**提示本文**
· · · ·
タイトル:「平成13年度女性雇用管理基本調査」結果概要

     改正男女雇用機会均等法施行後の事業所における女性の雇用管理状況

     大卒で男性の方が女性より昇進昇格が早い事業所割合は30.5%

     男女差が出る時期は「入社後6〜10年目まで」の事業所が約3割



発  表:平成14年5月24日(金)

担  当:厚生労働省雇用均等・児童家庭局雇用均等政策課

                  電 話 03-5253-1111(内線7837,7834)

                      03-3595-3271(夜間直通)

I 調査の概要



 1 女性雇用管理基本調査は、主要産業における女性労働者の雇用管理の実態等を

  総合的に把握するために毎年実施しているものであるが、平成13年度は、特に平

  成11年4月の改正男女雇用機会均等法施行後の女性の雇用管理状況等について事

  業所単位で把握することを目的として、都道府県労働局を通じた事業所への郵送

  調査の方法により、平成13年10月現在で行ったものである。



 2 男女雇用機会均等法の改正においては、これまで事業主の努力義務であった募

  集・採用、配置・昇進についての女性に対する差別が禁止され、新たにポジティ

  ブ・アクションの促進、セクシュアルハラスメント防止への対応等が盛り込まれ

  た。同時に改正された労働基準法においては、女性労働者に対する時間外・休日

  労働、深夜業の規制が解消された。

   平成12年度においては、改正法施行後の企業の女性雇用管理に関する制度の有

  無、方針等を把握することを目的として企業単位で調査を行ったが、平成13年度

  においては、事業所における制度の運用状況等、雇用管理の実態を把握すること

  を目的として調査を行った。
· · · ·
**提供データ**
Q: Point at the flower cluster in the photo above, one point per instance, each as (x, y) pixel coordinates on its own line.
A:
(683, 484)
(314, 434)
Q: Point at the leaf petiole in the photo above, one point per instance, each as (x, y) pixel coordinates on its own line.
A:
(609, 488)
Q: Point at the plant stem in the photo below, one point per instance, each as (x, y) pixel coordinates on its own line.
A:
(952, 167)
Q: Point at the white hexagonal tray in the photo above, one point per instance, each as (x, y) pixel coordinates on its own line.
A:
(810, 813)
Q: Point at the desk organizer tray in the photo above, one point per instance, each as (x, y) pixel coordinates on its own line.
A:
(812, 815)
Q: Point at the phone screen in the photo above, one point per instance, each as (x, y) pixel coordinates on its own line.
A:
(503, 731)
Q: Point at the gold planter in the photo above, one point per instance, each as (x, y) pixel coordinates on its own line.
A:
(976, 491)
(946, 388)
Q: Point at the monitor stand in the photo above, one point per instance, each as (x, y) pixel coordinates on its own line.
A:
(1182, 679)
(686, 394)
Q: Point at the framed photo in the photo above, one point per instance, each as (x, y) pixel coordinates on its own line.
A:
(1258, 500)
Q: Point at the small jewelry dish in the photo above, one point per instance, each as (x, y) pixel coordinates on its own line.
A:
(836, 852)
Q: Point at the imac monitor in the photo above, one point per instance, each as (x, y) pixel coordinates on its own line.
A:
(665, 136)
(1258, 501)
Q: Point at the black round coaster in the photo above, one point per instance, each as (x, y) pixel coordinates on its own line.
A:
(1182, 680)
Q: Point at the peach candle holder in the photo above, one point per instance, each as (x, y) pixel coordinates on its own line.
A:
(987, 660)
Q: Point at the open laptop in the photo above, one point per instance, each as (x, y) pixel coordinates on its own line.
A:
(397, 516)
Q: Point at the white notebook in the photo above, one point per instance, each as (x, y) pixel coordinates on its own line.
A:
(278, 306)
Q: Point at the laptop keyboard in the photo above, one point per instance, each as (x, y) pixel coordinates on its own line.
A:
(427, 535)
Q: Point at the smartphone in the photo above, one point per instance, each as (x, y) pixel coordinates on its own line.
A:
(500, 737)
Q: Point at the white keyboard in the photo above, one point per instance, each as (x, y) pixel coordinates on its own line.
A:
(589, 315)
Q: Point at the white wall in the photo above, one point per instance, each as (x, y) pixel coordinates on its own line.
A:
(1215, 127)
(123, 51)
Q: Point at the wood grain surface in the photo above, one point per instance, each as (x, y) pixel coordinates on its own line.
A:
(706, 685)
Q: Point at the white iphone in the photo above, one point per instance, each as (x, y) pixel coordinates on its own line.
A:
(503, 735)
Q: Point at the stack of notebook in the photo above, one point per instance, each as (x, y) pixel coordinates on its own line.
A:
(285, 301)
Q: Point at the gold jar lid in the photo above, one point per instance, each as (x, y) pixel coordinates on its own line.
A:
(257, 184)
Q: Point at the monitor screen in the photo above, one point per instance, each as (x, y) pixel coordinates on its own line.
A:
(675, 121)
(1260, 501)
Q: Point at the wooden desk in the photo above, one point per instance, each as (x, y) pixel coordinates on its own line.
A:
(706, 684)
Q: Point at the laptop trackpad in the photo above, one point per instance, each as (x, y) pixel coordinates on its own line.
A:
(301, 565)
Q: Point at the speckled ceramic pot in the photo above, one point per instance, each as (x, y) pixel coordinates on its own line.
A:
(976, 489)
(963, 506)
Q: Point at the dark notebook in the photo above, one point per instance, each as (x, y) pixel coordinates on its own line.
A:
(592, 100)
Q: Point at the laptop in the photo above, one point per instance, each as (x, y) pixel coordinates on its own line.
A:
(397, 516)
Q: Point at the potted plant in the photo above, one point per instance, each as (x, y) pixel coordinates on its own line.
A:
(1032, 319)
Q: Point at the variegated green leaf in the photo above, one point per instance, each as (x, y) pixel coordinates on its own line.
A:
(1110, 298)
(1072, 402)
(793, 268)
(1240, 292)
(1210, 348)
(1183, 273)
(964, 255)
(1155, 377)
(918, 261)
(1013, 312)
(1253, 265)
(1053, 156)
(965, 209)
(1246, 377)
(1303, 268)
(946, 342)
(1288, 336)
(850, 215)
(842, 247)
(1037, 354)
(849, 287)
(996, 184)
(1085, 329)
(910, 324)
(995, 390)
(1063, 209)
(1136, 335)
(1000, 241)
· · · ·
**課題の指示**
女性雇用管理基本調査の本文のうち、「1 女性雇用管理基本調査は、主要産業における女性労働者の雇用管理の実態等を」という語句から書き始め、「調査の方法により、平成13年10月現在で行ったものである。」まで書いたところで止めて、その範囲を一字も変えずに出力しなさい。

**解答**
1 女性雇用管理基本調査は、主要産業における女性労働者の雇用管理の実態等を

  総合的に把握するために毎年実施しているものであるが、平成13年度は、特に平

  成11年4月の改正男女雇用機会均等法施行後の女性の雇用管理状況等について事

  業所単位で把握することを目的として、都道府県労働局を通じた事業所への郵送

  調査の方法により、平成13年10月現在で行ったものである。